WORK TO COMPLETE: From the data below, pull out every line containing the word "sign" and copy each one.

Records from a dataset:
** start **

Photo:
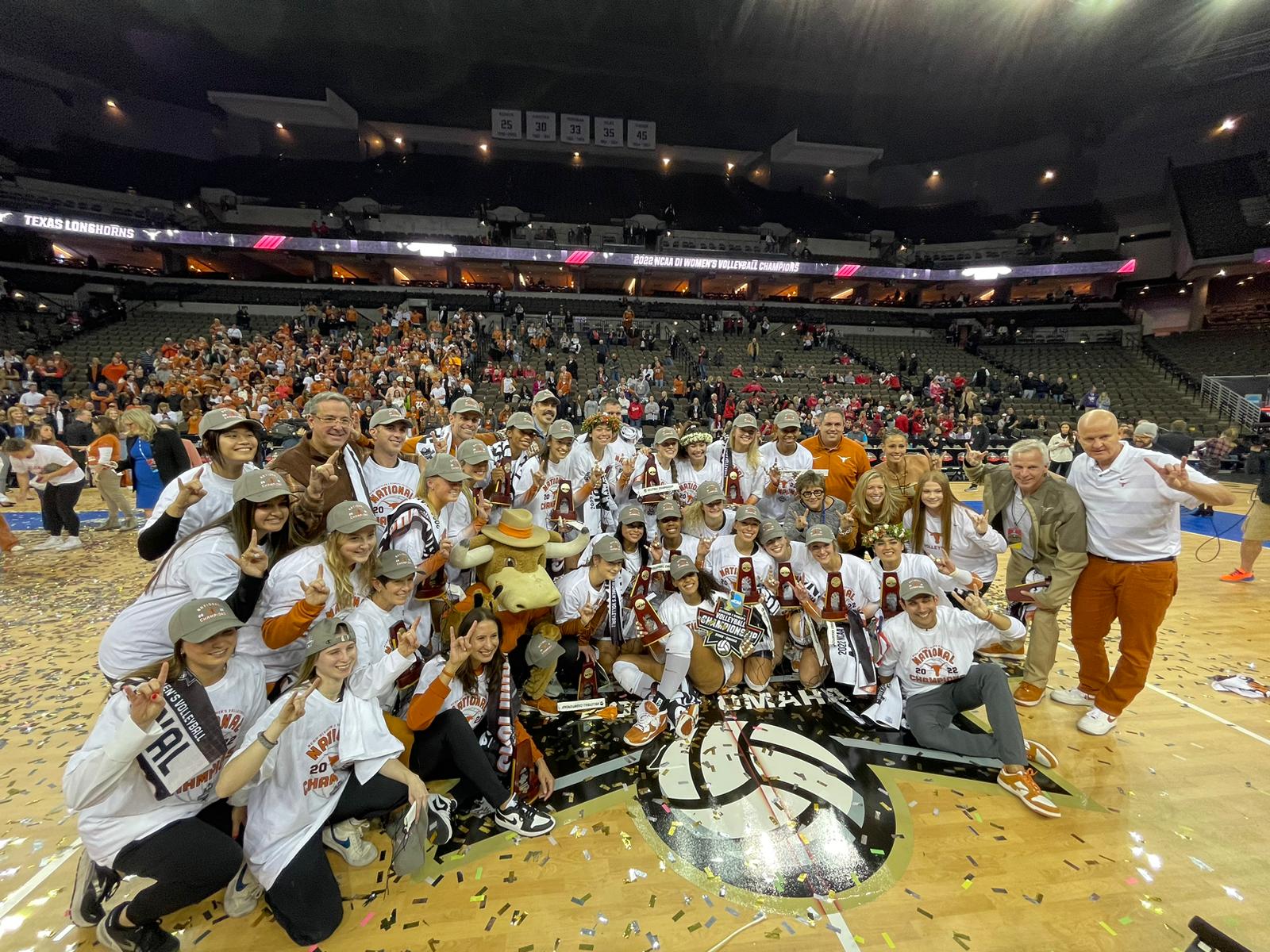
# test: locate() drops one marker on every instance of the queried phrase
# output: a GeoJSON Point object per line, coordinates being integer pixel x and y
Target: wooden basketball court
{"type": "Point", "coordinates": [838, 837]}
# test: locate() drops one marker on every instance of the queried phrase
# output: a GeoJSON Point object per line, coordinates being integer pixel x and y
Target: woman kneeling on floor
{"type": "Point", "coordinates": [464, 716]}
{"type": "Point", "coordinates": [317, 767]}
{"type": "Point", "coordinates": [141, 809]}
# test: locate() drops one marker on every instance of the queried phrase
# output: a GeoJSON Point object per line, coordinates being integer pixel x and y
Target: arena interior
{"type": "Point", "coordinates": [808, 495]}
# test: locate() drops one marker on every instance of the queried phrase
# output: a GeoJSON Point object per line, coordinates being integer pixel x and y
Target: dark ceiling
{"type": "Point", "coordinates": [922, 79]}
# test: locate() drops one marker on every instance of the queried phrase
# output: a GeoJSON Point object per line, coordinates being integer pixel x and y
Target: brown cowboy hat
{"type": "Point", "coordinates": [518, 530]}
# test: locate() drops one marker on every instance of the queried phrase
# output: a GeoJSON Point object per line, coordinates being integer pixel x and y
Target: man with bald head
{"type": "Point", "coordinates": [1132, 501]}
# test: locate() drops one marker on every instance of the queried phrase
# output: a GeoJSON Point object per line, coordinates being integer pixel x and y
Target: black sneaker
{"type": "Point", "coordinates": [148, 937]}
{"type": "Point", "coordinates": [524, 819]}
{"type": "Point", "coordinates": [93, 886]}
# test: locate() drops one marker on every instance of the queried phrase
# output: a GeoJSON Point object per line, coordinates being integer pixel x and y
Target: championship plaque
{"type": "Point", "coordinates": [785, 594]}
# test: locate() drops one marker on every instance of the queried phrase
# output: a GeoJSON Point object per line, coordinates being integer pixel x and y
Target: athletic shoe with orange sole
{"type": "Point", "coordinates": [1024, 786]}
{"type": "Point", "coordinates": [651, 721]}
{"type": "Point", "coordinates": [1003, 653]}
{"type": "Point", "coordinates": [1238, 575]}
{"type": "Point", "coordinates": [1041, 754]}
{"type": "Point", "coordinates": [1028, 695]}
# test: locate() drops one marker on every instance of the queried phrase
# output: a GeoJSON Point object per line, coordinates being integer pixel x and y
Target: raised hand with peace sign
{"type": "Point", "coordinates": [317, 590]}
{"type": "Point", "coordinates": [254, 562]}
{"type": "Point", "coordinates": [188, 493]}
{"type": "Point", "coordinates": [323, 478]}
{"type": "Point", "coordinates": [145, 700]}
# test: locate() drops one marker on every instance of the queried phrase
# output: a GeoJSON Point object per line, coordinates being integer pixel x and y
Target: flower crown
{"type": "Point", "coordinates": [879, 532]}
{"type": "Point", "coordinates": [611, 420]}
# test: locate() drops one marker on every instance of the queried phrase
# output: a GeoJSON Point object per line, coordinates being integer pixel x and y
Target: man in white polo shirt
{"type": "Point", "coordinates": [1132, 499]}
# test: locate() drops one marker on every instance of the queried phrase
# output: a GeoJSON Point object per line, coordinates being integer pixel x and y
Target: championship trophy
{"type": "Point", "coordinates": [835, 601]}
{"type": "Point", "coordinates": [785, 594]}
{"type": "Point", "coordinates": [652, 628]}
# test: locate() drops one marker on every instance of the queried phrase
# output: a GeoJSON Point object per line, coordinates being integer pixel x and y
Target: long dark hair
{"type": "Point", "coordinates": [493, 672]}
{"type": "Point", "coordinates": [241, 520]}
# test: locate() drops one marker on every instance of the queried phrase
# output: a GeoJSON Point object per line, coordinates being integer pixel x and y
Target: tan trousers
{"type": "Point", "coordinates": [1043, 628]}
{"type": "Point", "coordinates": [116, 498]}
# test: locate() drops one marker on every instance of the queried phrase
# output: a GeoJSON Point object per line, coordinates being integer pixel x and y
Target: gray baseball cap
{"type": "Point", "coordinates": [351, 516]}
{"type": "Point", "coordinates": [630, 516]}
{"type": "Point", "coordinates": [474, 452]}
{"type": "Point", "coordinates": [787, 418]}
{"type": "Point", "coordinates": [819, 533]}
{"type": "Point", "coordinates": [446, 467]}
{"type": "Point", "coordinates": [385, 416]}
{"type": "Point", "coordinates": [201, 620]}
{"type": "Point", "coordinates": [260, 486]}
{"type": "Point", "coordinates": [914, 587]}
{"type": "Point", "coordinates": [609, 549]}
{"type": "Point", "coordinates": [327, 632]}
{"type": "Point", "coordinates": [681, 566]}
{"type": "Point", "coordinates": [772, 531]}
{"type": "Point", "coordinates": [668, 509]}
{"type": "Point", "coordinates": [226, 419]}
{"type": "Point", "coordinates": [394, 564]}
{"type": "Point", "coordinates": [709, 493]}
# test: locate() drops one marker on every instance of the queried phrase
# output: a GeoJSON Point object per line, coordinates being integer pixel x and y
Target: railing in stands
{"type": "Point", "coordinates": [1227, 395]}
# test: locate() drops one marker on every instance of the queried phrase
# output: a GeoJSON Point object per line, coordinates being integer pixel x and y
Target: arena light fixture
{"type": "Point", "coordinates": [986, 273]}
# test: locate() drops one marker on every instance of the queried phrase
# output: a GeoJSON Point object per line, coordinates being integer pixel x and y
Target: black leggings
{"type": "Point", "coordinates": [305, 898]}
{"type": "Point", "coordinates": [448, 748]}
{"type": "Point", "coordinates": [163, 857]}
{"type": "Point", "coordinates": [57, 508]}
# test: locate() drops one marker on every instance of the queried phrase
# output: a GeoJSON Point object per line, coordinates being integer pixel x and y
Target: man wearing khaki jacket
{"type": "Point", "coordinates": [1043, 520]}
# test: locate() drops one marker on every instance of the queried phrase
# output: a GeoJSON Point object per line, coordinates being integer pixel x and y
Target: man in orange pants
{"type": "Point", "coordinates": [1132, 499]}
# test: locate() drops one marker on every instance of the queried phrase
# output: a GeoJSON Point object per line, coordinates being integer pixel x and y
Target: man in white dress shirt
{"type": "Point", "coordinates": [1132, 499]}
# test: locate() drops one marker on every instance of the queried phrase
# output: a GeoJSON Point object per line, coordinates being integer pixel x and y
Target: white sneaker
{"type": "Point", "coordinates": [243, 894]}
{"type": "Point", "coordinates": [1071, 696]}
{"type": "Point", "coordinates": [346, 838]}
{"type": "Point", "coordinates": [1096, 723]}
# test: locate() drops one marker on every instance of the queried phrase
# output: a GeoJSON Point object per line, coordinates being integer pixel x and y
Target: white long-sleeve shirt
{"type": "Point", "coordinates": [969, 550]}
{"type": "Point", "coordinates": [925, 659]}
{"type": "Point", "coordinates": [106, 786]}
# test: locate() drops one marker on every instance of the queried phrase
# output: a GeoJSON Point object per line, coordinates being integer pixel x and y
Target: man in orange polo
{"type": "Point", "coordinates": [844, 460]}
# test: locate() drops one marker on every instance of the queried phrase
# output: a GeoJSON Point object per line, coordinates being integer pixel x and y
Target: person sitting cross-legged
{"type": "Point", "coordinates": [931, 649]}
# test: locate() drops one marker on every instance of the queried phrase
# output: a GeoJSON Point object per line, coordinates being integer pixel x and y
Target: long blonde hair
{"type": "Point", "coordinates": [348, 584]}
{"type": "Point", "coordinates": [892, 511]}
{"type": "Point", "coordinates": [143, 420]}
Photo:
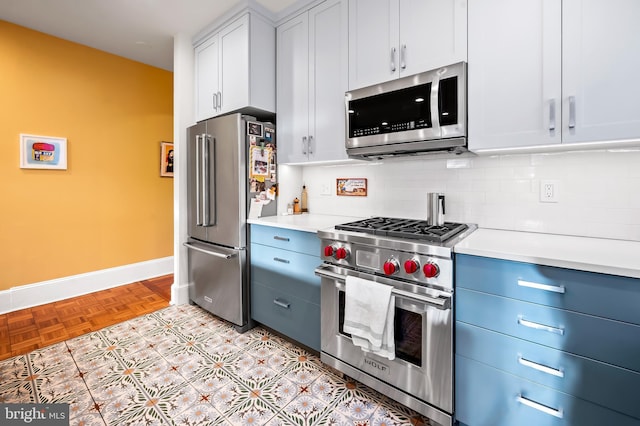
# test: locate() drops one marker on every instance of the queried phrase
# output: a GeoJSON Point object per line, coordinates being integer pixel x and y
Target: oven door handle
{"type": "Point", "coordinates": [442, 303]}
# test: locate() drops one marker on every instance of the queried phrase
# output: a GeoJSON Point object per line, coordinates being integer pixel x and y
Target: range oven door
{"type": "Point", "coordinates": [423, 367]}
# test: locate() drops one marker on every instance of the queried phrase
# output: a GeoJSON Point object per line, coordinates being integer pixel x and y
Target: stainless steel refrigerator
{"type": "Point", "coordinates": [231, 170]}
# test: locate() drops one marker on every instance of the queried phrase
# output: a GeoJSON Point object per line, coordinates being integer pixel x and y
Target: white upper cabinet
{"type": "Point", "coordinates": [544, 72]}
{"type": "Point", "coordinates": [389, 39]}
{"type": "Point", "coordinates": [235, 68]}
{"type": "Point", "coordinates": [601, 70]}
{"type": "Point", "coordinates": [312, 79]}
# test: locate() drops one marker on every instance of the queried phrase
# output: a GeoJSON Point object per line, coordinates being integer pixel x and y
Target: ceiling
{"type": "Point", "coordinates": [141, 30]}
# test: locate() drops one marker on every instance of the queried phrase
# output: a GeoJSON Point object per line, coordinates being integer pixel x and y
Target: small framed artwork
{"type": "Point", "coordinates": [166, 159]}
{"type": "Point", "coordinates": [351, 187]}
{"type": "Point", "coordinates": [43, 152]}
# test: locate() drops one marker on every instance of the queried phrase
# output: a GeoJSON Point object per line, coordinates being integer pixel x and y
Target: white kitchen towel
{"type": "Point", "coordinates": [369, 313]}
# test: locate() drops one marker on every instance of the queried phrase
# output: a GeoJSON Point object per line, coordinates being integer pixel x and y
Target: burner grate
{"type": "Point", "coordinates": [405, 228]}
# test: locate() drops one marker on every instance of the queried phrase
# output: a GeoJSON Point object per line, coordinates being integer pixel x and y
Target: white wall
{"type": "Point", "coordinates": [599, 191]}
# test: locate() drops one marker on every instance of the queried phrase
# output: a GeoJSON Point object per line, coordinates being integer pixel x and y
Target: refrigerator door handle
{"type": "Point", "coordinates": [212, 253]}
{"type": "Point", "coordinates": [198, 181]}
{"type": "Point", "coordinates": [209, 179]}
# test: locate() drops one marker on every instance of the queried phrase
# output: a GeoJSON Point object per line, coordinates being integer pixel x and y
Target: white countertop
{"type": "Point", "coordinates": [616, 257]}
{"type": "Point", "coordinates": [308, 222]}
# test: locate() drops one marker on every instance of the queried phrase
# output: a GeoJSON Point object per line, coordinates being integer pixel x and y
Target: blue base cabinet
{"type": "Point", "coordinates": [285, 292]}
{"type": "Point", "coordinates": [539, 345]}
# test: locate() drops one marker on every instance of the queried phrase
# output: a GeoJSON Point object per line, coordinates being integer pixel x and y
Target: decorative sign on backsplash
{"type": "Point", "coordinates": [351, 186]}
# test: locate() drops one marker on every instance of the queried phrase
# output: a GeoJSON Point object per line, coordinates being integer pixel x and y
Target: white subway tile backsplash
{"type": "Point", "coordinates": [599, 191]}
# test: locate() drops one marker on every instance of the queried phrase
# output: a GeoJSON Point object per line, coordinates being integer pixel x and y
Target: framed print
{"type": "Point", "coordinates": [351, 186]}
{"type": "Point", "coordinates": [260, 162]}
{"type": "Point", "coordinates": [166, 159]}
{"type": "Point", "coordinates": [43, 152]}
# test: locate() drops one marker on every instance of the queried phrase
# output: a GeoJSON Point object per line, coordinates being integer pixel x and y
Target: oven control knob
{"type": "Point", "coordinates": [411, 266]}
{"type": "Point", "coordinates": [329, 251]}
{"type": "Point", "coordinates": [431, 270]}
{"type": "Point", "coordinates": [390, 267]}
{"type": "Point", "coordinates": [342, 253]}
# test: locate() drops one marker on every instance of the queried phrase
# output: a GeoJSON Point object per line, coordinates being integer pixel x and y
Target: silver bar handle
{"type": "Point", "coordinates": [198, 181]}
{"type": "Point", "coordinates": [205, 181]}
{"type": "Point", "coordinates": [439, 303]}
{"type": "Point", "coordinates": [538, 326]}
{"type": "Point", "coordinates": [536, 406]}
{"type": "Point", "coordinates": [543, 368]}
{"type": "Point", "coordinates": [544, 287]}
{"type": "Point", "coordinates": [281, 303]}
{"type": "Point", "coordinates": [572, 112]}
{"type": "Point", "coordinates": [393, 59]}
{"type": "Point", "coordinates": [212, 253]}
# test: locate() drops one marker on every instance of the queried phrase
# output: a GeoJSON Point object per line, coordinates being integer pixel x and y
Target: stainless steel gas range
{"type": "Point", "coordinates": [416, 259]}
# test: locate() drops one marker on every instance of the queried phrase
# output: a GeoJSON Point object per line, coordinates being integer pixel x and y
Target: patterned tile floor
{"type": "Point", "coordinates": [182, 366]}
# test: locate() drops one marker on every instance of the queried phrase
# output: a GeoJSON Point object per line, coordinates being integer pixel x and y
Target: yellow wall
{"type": "Point", "coordinates": [110, 207]}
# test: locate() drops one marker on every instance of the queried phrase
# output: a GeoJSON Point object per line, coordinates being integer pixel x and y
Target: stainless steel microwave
{"type": "Point", "coordinates": [418, 114]}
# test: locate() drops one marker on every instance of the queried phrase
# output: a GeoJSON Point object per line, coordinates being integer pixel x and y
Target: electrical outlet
{"type": "Point", "coordinates": [549, 191]}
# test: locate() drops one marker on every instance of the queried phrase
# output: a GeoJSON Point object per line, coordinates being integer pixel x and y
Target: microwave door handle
{"type": "Point", "coordinates": [435, 104]}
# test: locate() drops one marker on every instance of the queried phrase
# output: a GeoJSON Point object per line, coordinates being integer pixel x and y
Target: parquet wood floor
{"type": "Point", "coordinates": [32, 328]}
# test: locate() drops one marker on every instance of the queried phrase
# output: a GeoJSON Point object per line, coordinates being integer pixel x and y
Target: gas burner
{"type": "Point", "coordinates": [405, 228]}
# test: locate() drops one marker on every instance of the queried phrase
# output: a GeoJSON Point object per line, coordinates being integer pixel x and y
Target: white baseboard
{"type": "Point", "coordinates": [27, 296]}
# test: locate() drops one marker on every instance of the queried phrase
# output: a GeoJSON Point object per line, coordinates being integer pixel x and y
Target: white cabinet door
{"type": "Point", "coordinates": [433, 33]}
{"type": "Point", "coordinates": [394, 38]}
{"type": "Point", "coordinates": [234, 65]}
{"type": "Point", "coordinates": [293, 89]}
{"type": "Point", "coordinates": [601, 70]}
{"type": "Point", "coordinates": [514, 74]}
{"type": "Point", "coordinates": [328, 74]}
{"type": "Point", "coordinates": [373, 42]}
{"type": "Point", "coordinates": [207, 78]}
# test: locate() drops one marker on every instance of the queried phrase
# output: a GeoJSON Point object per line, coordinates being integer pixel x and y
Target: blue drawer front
{"type": "Point", "coordinates": [594, 381]}
{"type": "Point", "coordinates": [602, 295]}
{"type": "Point", "coordinates": [295, 318]}
{"type": "Point", "coordinates": [486, 396]}
{"type": "Point", "coordinates": [288, 239]}
{"type": "Point", "coordinates": [605, 340]}
{"type": "Point", "coordinates": [287, 271]}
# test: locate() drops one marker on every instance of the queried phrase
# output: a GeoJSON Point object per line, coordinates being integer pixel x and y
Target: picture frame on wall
{"type": "Point", "coordinates": [43, 152]}
{"type": "Point", "coordinates": [166, 159]}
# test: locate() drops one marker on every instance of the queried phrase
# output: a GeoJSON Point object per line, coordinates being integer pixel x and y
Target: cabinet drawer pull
{"type": "Point", "coordinates": [545, 369]}
{"type": "Point", "coordinates": [281, 303]}
{"type": "Point", "coordinates": [393, 59]}
{"type": "Point", "coordinates": [539, 286]}
{"type": "Point", "coordinates": [538, 326]}
{"type": "Point", "coordinates": [537, 406]}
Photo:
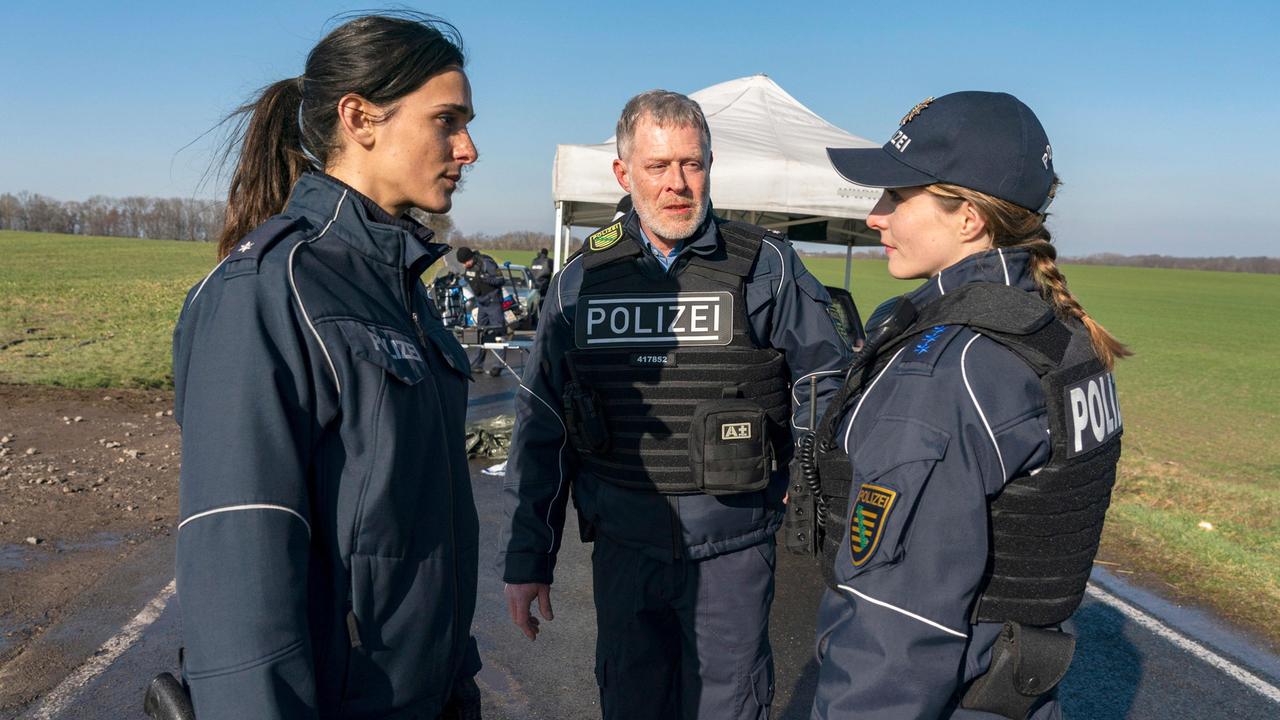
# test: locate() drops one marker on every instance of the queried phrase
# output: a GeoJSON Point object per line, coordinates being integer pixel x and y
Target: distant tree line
{"type": "Point", "coordinates": [167, 218]}
{"type": "Point", "coordinates": [1232, 264]}
{"type": "Point", "coordinates": [522, 240]}
{"type": "Point", "coordinates": [156, 218]}
{"type": "Point", "coordinates": [192, 219]}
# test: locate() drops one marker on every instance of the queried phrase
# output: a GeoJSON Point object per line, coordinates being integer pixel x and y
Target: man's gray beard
{"type": "Point", "coordinates": [673, 229]}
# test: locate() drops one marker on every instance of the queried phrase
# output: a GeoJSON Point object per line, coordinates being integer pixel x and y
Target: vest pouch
{"type": "Point", "coordinates": [584, 419]}
{"type": "Point", "coordinates": [728, 446]}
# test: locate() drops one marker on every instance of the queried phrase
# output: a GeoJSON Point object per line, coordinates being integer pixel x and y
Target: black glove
{"type": "Point", "coordinates": [465, 702]}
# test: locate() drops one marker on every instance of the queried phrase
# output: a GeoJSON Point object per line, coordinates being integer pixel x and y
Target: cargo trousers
{"type": "Point", "coordinates": [684, 639]}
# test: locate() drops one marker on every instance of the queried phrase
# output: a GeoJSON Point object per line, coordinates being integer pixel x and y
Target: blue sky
{"type": "Point", "coordinates": [1165, 117]}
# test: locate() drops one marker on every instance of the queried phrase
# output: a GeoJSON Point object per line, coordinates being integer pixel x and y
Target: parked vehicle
{"type": "Point", "coordinates": [456, 300]}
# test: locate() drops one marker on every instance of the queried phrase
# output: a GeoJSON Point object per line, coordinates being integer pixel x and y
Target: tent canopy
{"type": "Point", "coordinates": [769, 167]}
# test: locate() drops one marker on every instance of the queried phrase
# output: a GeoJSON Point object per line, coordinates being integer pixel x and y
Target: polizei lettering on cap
{"type": "Point", "coordinates": [1092, 413]}
{"type": "Point", "coordinates": [647, 320]}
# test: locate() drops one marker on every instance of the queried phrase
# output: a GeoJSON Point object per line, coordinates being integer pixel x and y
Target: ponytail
{"type": "Point", "coordinates": [292, 126]}
{"type": "Point", "coordinates": [270, 160]}
{"type": "Point", "coordinates": [1013, 226]}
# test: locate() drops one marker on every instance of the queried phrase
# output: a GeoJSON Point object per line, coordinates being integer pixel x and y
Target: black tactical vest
{"type": "Point", "coordinates": [1045, 527]}
{"type": "Point", "coordinates": [690, 404]}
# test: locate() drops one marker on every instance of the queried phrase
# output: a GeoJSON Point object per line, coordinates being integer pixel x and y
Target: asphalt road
{"type": "Point", "coordinates": [1138, 656]}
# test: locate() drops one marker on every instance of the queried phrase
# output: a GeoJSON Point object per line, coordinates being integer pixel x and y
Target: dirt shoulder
{"type": "Point", "coordinates": [87, 477]}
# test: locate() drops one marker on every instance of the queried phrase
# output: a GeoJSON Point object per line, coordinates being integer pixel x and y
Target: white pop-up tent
{"type": "Point", "coordinates": [769, 168]}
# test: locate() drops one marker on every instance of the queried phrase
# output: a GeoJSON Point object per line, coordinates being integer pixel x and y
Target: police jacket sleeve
{"type": "Point", "coordinates": [801, 328]}
{"type": "Point", "coordinates": [536, 486]}
{"type": "Point", "coordinates": [895, 636]}
{"type": "Point", "coordinates": [248, 408]}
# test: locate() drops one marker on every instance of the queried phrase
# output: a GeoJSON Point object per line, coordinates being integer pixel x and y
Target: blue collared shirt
{"type": "Point", "coordinates": [664, 259]}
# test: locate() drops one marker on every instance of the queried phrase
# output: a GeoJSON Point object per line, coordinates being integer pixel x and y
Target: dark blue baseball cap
{"type": "Point", "coordinates": [984, 141]}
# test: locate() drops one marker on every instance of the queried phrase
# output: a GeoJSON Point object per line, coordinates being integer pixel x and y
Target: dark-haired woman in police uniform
{"type": "Point", "coordinates": [982, 432]}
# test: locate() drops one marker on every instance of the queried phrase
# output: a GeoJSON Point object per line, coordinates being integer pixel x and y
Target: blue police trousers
{"type": "Point", "coordinates": [684, 639]}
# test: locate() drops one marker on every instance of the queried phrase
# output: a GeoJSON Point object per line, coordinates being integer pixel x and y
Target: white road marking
{"type": "Point", "coordinates": [56, 701]}
{"type": "Point", "coordinates": [1200, 651]}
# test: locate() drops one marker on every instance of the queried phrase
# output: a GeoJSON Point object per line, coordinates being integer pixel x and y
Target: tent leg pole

** end **

WRITTEN ANSWER:
Target: raised hand with peace sign
Target: decorative sign on backsplash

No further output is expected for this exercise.